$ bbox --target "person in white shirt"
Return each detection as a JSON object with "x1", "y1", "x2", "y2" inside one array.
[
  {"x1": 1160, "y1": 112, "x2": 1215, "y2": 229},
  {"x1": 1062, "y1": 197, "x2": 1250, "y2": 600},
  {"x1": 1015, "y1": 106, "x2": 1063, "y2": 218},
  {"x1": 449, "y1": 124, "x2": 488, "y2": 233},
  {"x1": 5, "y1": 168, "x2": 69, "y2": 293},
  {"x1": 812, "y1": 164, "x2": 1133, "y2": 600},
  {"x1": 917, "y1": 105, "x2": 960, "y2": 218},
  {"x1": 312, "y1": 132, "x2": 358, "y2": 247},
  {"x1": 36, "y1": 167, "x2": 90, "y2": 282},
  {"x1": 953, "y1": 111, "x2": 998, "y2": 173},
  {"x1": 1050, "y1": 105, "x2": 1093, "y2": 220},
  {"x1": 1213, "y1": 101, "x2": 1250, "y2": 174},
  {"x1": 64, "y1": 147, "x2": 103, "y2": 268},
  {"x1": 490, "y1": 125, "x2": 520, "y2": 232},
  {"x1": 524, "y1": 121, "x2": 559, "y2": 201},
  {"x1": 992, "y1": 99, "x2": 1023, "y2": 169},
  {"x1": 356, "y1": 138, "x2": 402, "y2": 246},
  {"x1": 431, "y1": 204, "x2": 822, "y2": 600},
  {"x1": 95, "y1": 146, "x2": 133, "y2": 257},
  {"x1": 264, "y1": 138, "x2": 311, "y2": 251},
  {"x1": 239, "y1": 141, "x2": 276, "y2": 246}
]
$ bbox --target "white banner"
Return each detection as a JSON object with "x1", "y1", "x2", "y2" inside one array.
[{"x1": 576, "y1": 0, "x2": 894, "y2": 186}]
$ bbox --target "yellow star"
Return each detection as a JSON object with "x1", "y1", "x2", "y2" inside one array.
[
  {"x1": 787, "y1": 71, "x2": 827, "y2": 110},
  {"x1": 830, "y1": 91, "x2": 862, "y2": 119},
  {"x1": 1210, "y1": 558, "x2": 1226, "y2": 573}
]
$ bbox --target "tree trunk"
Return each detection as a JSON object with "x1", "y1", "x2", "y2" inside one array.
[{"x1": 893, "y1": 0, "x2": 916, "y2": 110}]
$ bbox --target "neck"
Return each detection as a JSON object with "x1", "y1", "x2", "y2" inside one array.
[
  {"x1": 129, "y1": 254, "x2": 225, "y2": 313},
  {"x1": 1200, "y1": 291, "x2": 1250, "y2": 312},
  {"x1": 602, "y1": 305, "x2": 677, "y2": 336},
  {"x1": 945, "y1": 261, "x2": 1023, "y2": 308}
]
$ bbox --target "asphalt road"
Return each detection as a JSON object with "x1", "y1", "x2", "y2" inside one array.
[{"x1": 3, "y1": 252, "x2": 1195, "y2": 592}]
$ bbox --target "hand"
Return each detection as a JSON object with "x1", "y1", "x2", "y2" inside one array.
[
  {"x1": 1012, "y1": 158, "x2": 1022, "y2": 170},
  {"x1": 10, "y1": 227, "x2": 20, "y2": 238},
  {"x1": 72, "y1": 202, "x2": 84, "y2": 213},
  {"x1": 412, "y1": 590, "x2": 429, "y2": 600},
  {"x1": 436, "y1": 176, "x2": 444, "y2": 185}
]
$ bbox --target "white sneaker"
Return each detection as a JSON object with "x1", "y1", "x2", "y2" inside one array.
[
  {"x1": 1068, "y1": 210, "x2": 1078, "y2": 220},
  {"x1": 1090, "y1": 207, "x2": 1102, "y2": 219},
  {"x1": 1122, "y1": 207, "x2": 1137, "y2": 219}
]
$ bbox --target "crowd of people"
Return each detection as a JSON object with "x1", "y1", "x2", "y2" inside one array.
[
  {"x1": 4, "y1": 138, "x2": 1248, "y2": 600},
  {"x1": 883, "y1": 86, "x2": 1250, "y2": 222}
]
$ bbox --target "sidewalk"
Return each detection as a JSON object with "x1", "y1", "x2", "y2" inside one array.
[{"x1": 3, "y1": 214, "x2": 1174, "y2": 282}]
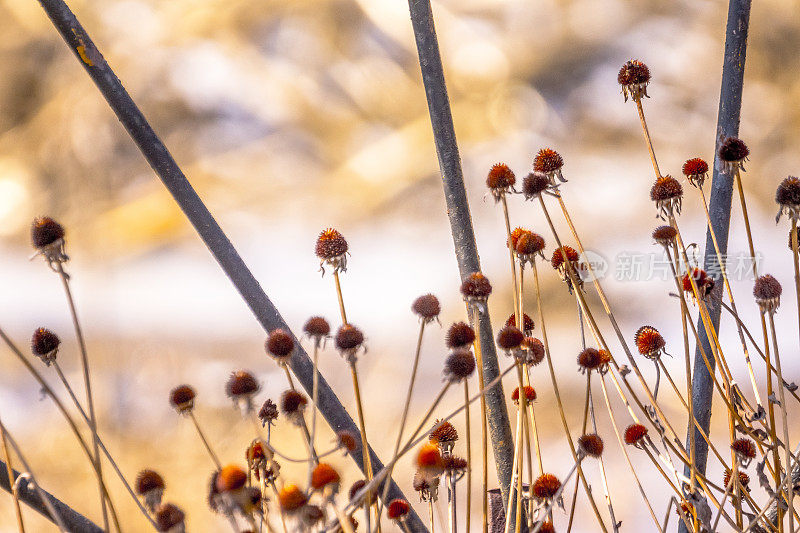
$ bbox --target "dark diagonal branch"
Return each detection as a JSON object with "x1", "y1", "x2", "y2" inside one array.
[
  {"x1": 35, "y1": 1, "x2": 425, "y2": 530},
  {"x1": 406, "y1": 0, "x2": 515, "y2": 509}
]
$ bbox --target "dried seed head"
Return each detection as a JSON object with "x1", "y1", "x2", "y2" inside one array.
[
  {"x1": 486, "y1": 163, "x2": 516, "y2": 200},
  {"x1": 311, "y1": 463, "x2": 341, "y2": 492},
  {"x1": 515, "y1": 231, "x2": 546, "y2": 267},
  {"x1": 718, "y1": 137, "x2": 749, "y2": 174},
  {"x1": 442, "y1": 455, "x2": 468, "y2": 474},
  {"x1": 246, "y1": 440, "x2": 269, "y2": 465},
  {"x1": 617, "y1": 59, "x2": 651, "y2": 101},
  {"x1": 226, "y1": 371, "x2": 260, "y2": 399},
  {"x1": 316, "y1": 228, "x2": 348, "y2": 260},
  {"x1": 682, "y1": 269, "x2": 715, "y2": 300},
  {"x1": 430, "y1": 420, "x2": 458, "y2": 443},
  {"x1": 444, "y1": 348, "x2": 476, "y2": 382},
  {"x1": 537, "y1": 522, "x2": 555, "y2": 533},
  {"x1": 349, "y1": 480, "x2": 367, "y2": 502},
  {"x1": 337, "y1": 430, "x2": 359, "y2": 452},
  {"x1": 550, "y1": 246, "x2": 579, "y2": 271},
  {"x1": 136, "y1": 469, "x2": 165, "y2": 496},
  {"x1": 460, "y1": 272, "x2": 492, "y2": 304},
  {"x1": 280, "y1": 390, "x2": 308, "y2": 419},
  {"x1": 496, "y1": 325, "x2": 524, "y2": 353},
  {"x1": 335, "y1": 324, "x2": 365, "y2": 358},
  {"x1": 650, "y1": 175, "x2": 683, "y2": 218},
  {"x1": 754, "y1": 274, "x2": 782, "y2": 314},
  {"x1": 776, "y1": 176, "x2": 800, "y2": 222},
  {"x1": 731, "y1": 438, "x2": 756, "y2": 460},
  {"x1": 258, "y1": 399, "x2": 279, "y2": 426},
  {"x1": 413, "y1": 471, "x2": 440, "y2": 502},
  {"x1": 577, "y1": 348, "x2": 605, "y2": 373},
  {"x1": 416, "y1": 443, "x2": 444, "y2": 478},
  {"x1": 279, "y1": 484, "x2": 309, "y2": 513},
  {"x1": 265, "y1": 329, "x2": 295, "y2": 363},
  {"x1": 578, "y1": 434, "x2": 604, "y2": 457},
  {"x1": 634, "y1": 325, "x2": 666, "y2": 359},
  {"x1": 303, "y1": 316, "x2": 331, "y2": 340},
  {"x1": 723, "y1": 470, "x2": 751, "y2": 492},
  {"x1": 31, "y1": 216, "x2": 65, "y2": 249},
  {"x1": 522, "y1": 337, "x2": 545, "y2": 366},
  {"x1": 446, "y1": 322, "x2": 475, "y2": 348},
  {"x1": 387, "y1": 499, "x2": 411, "y2": 521},
  {"x1": 216, "y1": 464, "x2": 248, "y2": 492},
  {"x1": 522, "y1": 172, "x2": 551, "y2": 199},
  {"x1": 30, "y1": 327, "x2": 60, "y2": 365},
  {"x1": 506, "y1": 313, "x2": 535, "y2": 336},
  {"x1": 511, "y1": 386, "x2": 536, "y2": 404},
  {"x1": 652, "y1": 225, "x2": 677, "y2": 247},
  {"x1": 532, "y1": 473, "x2": 561, "y2": 500},
  {"x1": 155, "y1": 503, "x2": 185, "y2": 532},
  {"x1": 412, "y1": 294, "x2": 441, "y2": 322},
  {"x1": 508, "y1": 227, "x2": 528, "y2": 251},
  {"x1": 682, "y1": 158, "x2": 709, "y2": 188},
  {"x1": 534, "y1": 148, "x2": 564, "y2": 174},
  {"x1": 624, "y1": 423, "x2": 648, "y2": 446},
  {"x1": 169, "y1": 385, "x2": 196, "y2": 414}
]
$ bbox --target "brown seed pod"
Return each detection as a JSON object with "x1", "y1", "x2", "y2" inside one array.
[
  {"x1": 279, "y1": 484, "x2": 309, "y2": 513},
  {"x1": 135, "y1": 469, "x2": 165, "y2": 496},
  {"x1": 550, "y1": 246, "x2": 579, "y2": 271},
  {"x1": 537, "y1": 521, "x2": 555, "y2": 533},
  {"x1": 650, "y1": 175, "x2": 683, "y2": 218},
  {"x1": 337, "y1": 430, "x2": 359, "y2": 452},
  {"x1": 497, "y1": 325, "x2": 524, "y2": 352},
  {"x1": 265, "y1": 329, "x2": 295, "y2": 362},
  {"x1": 634, "y1": 325, "x2": 666, "y2": 359},
  {"x1": 754, "y1": 274, "x2": 782, "y2": 314},
  {"x1": 315, "y1": 228, "x2": 348, "y2": 260},
  {"x1": 718, "y1": 137, "x2": 749, "y2": 164},
  {"x1": 776, "y1": 176, "x2": 800, "y2": 222},
  {"x1": 534, "y1": 148, "x2": 564, "y2": 174},
  {"x1": 335, "y1": 324, "x2": 365, "y2": 354},
  {"x1": 682, "y1": 158, "x2": 709, "y2": 188},
  {"x1": 522, "y1": 337, "x2": 545, "y2": 366},
  {"x1": 578, "y1": 433, "x2": 604, "y2": 458},
  {"x1": 723, "y1": 470, "x2": 751, "y2": 493},
  {"x1": 387, "y1": 499, "x2": 411, "y2": 521},
  {"x1": 446, "y1": 322, "x2": 475, "y2": 348},
  {"x1": 430, "y1": 420, "x2": 458, "y2": 443},
  {"x1": 30, "y1": 327, "x2": 60, "y2": 365},
  {"x1": 155, "y1": 503, "x2": 185, "y2": 532},
  {"x1": 486, "y1": 163, "x2": 516, "y2": 200},
  {"x1": 226, "y1": 371, "x2": 260, "y2": 399},
  {"x1": 577, "y1": 348, "x2": 604, "y2": 372},
  {"x1": 444, "y1": 348, "x2": 476, "y2": 382},
  {"x1": 31, "y1": 216, "x2": 65, "y2": 249},
  {"x1": 169, "y1": 385, "x2": 196, "y2": 413},
  {"x1": 311, "y1": 463, "x2": 340, "y2": 492},
  {"x1": 216, "y1": 464, "x2": 248, "y2": 492},
  {"x1": 624, "y1": 423, "x2": 648, "y2": 445},
  {"x1": 511, "y1": 386, "x2": 536, "y2": 404},
  {"x1": 258, "y1": 399, "x2": 279, "y2": 426},
  {"x1": 522, "y1": 172, "x2": 551, "y2": 199},
  {"x1": 515, "y1": 231, "x2": 546, "y2": 260},
  {"x1": 412, "y1": 294, "x2": 441, "y2": 322},
  {"x1": 349, "y1": 480, "x2": 367, "y2": 502},
  {"x1": 506, "y1": 313, "x2": 535, "y2": 336},
  {"x1": 280, "y1": 390, "x2": 308, "y2": 418},
  {"x1": 303, "y1": 316, "x2": 331, "y2": 339},
  {"x1": 731, "y1": 438, "x2": 756, "y2": 460},
  {"x1": 508, "y1": 227, "x2": 528, "y2": 251},
  {"x1": 246, "y1": 440, "x2": 268, "y2": 465},
  {"x1": 652, "y1": 225, "x2": 677, "y2": 247},
  {"x1": 460, "y1": 272, "x2": 492, "y2": 303},
  {"x1": 442, "y1": 455, "x2": 468, "y2": 473},
  {"x1": 682, "y1": 268, "x2": 715, "y2": 299},
  {"x1": 532, "y1": 473, "x2": 561, "y2": 500},
  {"x1": 617, "y1": 59, "x2": 651, "y2": 101}
]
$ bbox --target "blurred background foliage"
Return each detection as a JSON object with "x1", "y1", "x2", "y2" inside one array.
[{"x1": 1, "y1": 0, "x2": 800, "y2": 530}]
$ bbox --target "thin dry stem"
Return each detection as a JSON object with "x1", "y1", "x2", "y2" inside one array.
[{"x1": 1, "y1": 418, "x2": 25, "y2": 533}]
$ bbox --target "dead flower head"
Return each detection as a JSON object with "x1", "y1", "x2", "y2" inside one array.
[
  {"x1": 443, "y1": 348, "x2": 476, "y2": 383},
  {"x1": 31, "y1": 216, "x2": 68, "y2": 266},
  {"x1": 496, "y1": 325, "x2": 525, "y2": 360},
  {"x1": 578, "y1": 433, "x2": 604, "y2": 458},
  {"x1": 31, "y1": 327, "x2": 60, "y2": 366},
  {"x1": 775, "y1": 176, "x2": 800, "y2": 223},
  {"x1": 280, "y1": 389, "x2": 308, "y2": 425},
  {"x1": 718, "y1": 137, "x2": 749, "y2": 174},
  {"x1": 135, "y1": 469, "x2": 165, "y2": 512},
  {"x1": 265, "y1": 328, "x2": 295, "y2": 365},
  {"x1": 446, "y1": 322, "x2": 475, "y2": 349},
  {"x1": 506, "y1": 312, "x2": 535, "y2": 336},
  {"x1": 534, "y1": 148, "x2": 566, "y2": 186},
  {"x1": 155, "y1": 502, "x2": 185, "y2": 533},
  {"x1": 511, "y1": 385, "x2": 536, "y2": 405},
  {"x1": 682, "y1": 268, "x2": 715, "y2": 302},
  {"x1": 335, "y1": 324, "x2": 365, "y2": 364},
  {"x1": 258, "y1": 399, "x2": 279, "y2": 426},
  {"x1": 532, "y1": 473, "x2": 561, "y2": 502},
  {"x1": 634, "y1": 325, "x2": 666, "y2": 360},
  {"x1": 682, "y1": 158, "x2": 709, "y2": 188},
  {"x1": 226, "y1": 371, "x2": 260, "y2": 413},
  {"x1": 624, "y1": 423, "x2": 649, "y2": 448},
  {"x1": 754, "y1": 274, "x2": 782, "y2": 314},
  {"x1": 522, "y1": 171, "x2": 552, "y2": 199},
  {"x1": 412, "y1": 294, "x2": 441, "y2": 323},
  {"x1": 652, "y1": 225, "x2": 677, "y2": 248},
  {"x1": 460, "y1": 272, "x2": 492, "y2": 309},
  {"x1": 618, "y1": 59, "x2": 651, "y2": 101},
  {"x1": 169, "y1": 385, "x2": 196, "y2": 414},
  {"x1": 650, "y1": 175, "x2": 683, "y2": 219},
  {"x1": 303, "y1": 316, "x2": 330, "y2": 347},
  {"x1": 486, "y1": 163, "x2": 516, "y2": 201},
  {"x1": 315, "y1": 228, "x2": 348, "y2": 274}
]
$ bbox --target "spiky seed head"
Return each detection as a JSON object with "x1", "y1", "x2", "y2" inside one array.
[
  {"x1": 617, "y1": 59, "x2": 651, "y2": 101},
  {"x1": 754, "y1": 274, "x2": 782, "y2": 313},
  {"x1": 550, "y1": 246, "x2": 579, "y2": 270},
  {"x1": 578, "y1": 434, "x2": 604, "y2": 457},
  {"x1": 508, "y1": 227, "x2": 528, "y2": 250},
  {"x1": 387, "y1": 499, "x2": 411, "y2": 521},
  {"x1": 335, "y1": 324, "x2": 365, "y2": 352},
  {"x1": 412, "y1": 294, "x2": 441, "y2": 322},
  {"x1": 577, "y1": 348, "x2": 604, "y2": 372},
  {"x1": 216, "y1": 464, "x2": 248, "y2": 492},
  {"x1": 506, "y1": 313, "x2": 535, "y2": 335},
  {"x1": 497, "y1": 325, "x2": 524, "y2": 351},
  {"x1": 279, "y1": 484, "x2": 308, "y2": 513},
  {"x1": 776, "y1": 176, "x2": 800, "y2": 222},
  {"x1": 337, "y1": 430, "x2": 359, "y2": 452},
  {"x1": 718, "y1": 137, "x2": 749, "y2": 163},
  {"x1": 442, "y1": 456, "x2": 468, "y2": 473},
  {"x1": 226, "y1": 371, "x2": 260, "y2": 398},
  {"x1": 486, "y1": 163, "x2": 516, "y2": 199},
  {"x1": 155, "y1": 503, "x2": 185, "y2": 532},
  {"x1": 136, "y1": 469, "x2": 165, "y2": 495},
  {"x1": 624, "y1": 423, "x2": 648, "y2": 445},
  {"x1": 511, "y1": 386, "x2": 536, "y2": 404},
  {"x1": 532, "y1": 473, "x2": 561, "y2": 500},
  {"x1": 430, "y1": 420, "x2": 458, "y2": 443},
  {"x1": 522, "y1": 337, "x2": 545, "y2": 366},
  {"x1": 280, "y1": 390, "x2": 308, "y2": 417},
  {"x1": 416, "y1": 443, "x2": 444, "y2": 478},
  {"x1": 258, "y1": 399, "x2": 279, "y2": 425},
  {"x1": 444, "y1": 348, "x2": 476, "y2": 382},
  {"x1": 30, "y1": 327, "x2": 60, "y2": 365},
  {"x1": 460, "y1": 272, "x2": 492, "y2": 303},
  {"x1": 311, "y1": 463, "x2": 340, "y2": 492},
  {"x1": 446, "y1": 322, "x2": 475, "y2": 348},
  {"x1": 652, "y1": 225, "x2": 677, "y2": 246},
  {"x1": 731, "y1": 438, "x2": 756, "y2": 460},
  {"x1": 31, "y1": 216, "x2": 65, "y2": 249},
  {"x1": 634, "y1": 325, "x2": 666, "y2": 359},
  {"x1": 538, "y1": 522, "x2": 555, "y2": 533},
  {"x1": 682, "y1": 268, "x2": 715, "y2": 299},
  {"x1": 412, "y1": 473, "x2": 429, "y2": 492},
  {"x1": 515, "y1": 231, "x2": 545, "y2": 258},
  {"x1": 650, "y1": 175, "x2": 683, "y2": 202},
  {"x1": 522, "y1": 172, "x2": 551, "y2": 199},
  {"x1": 303, "y1": 316, "x2": 330, "y2": 339},
  {"x1": 246, "y1": 440, "x2": 268, "y2": 465},
  {"x1": 169, "y1": 385, "x2": 196, "y2": 413},
  {"x1": 682, "y1": 158, "x2": 709, "y2": 187},
  {"x1": 534, "y1": 148, "x2": 564, "y2": 173},
  {"x1": 315, "y1": 228, "x2": 348, "y2": 260},
  {"x1": 265, "y1": 329, "x2": 295, "y2": 362},
  {"x1": 349, "y1": 480, "x2": 367, "y2": 502},
  {"x1": 723, "y1": 470, "x2": 751, "y2": 491}
]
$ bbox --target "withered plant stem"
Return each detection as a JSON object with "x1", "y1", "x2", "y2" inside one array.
[
  {"x1": 188, "y1": 411, "x2": 222, "y2": 469},
  {"x1": 501, "y1": 194, "x2": 521, "y2": 329},
  {"x1": 469, "y1": 305, "x2": 489, "y2": 533},
  {"x1": 529, "y1": 460, "x2": 581, "y2": 533},
  {"x1": 333, "y1": 271, "x2": 348, "y2": 325},
  {"x1": 712, "y1": 454, "x2": 739, "y2": 531},
  {"x1": 768, "y1": 311, "x2": 793, "y2": 533},
  {"x1": 634, "y1": 98, "x2": 662, "y2": 178},
  {"x1": 792, "y1": 219, "x2": 800, "y2": 354},
  {"x1": 566, "y1": 299, "x2": 591, "y2": 533},
  {"x1": 0, "y1": 418, "x2": 24, "y2": 533},
  {"x1": 678, "y1": 266, "x2": 699, "y2": 498},
  {"x1": 54, "y1": 262, "x2": 108, "y2": 531},
  {"x1": 588, "y1": 391, "x2": 618, "y2": 533},
  {"x1": 464, "y1": 381, "x2": 472, "y2": 533},
  {"x1": 282, "y1": 365, "x2": 319, "y2": 464},
  {"x1": 310, "y1": 343, "x2": 320, "y2": 456},
  {"x1": 348, "y1": 362, "x2": 374, "y2": 530},
  {"x1": 268, "y1": 480, "x2": 289, "y2": 533}
]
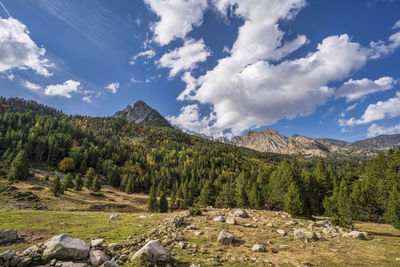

Requirement - Work out how many lines above include the string "head", then give that number alone.

Response - 3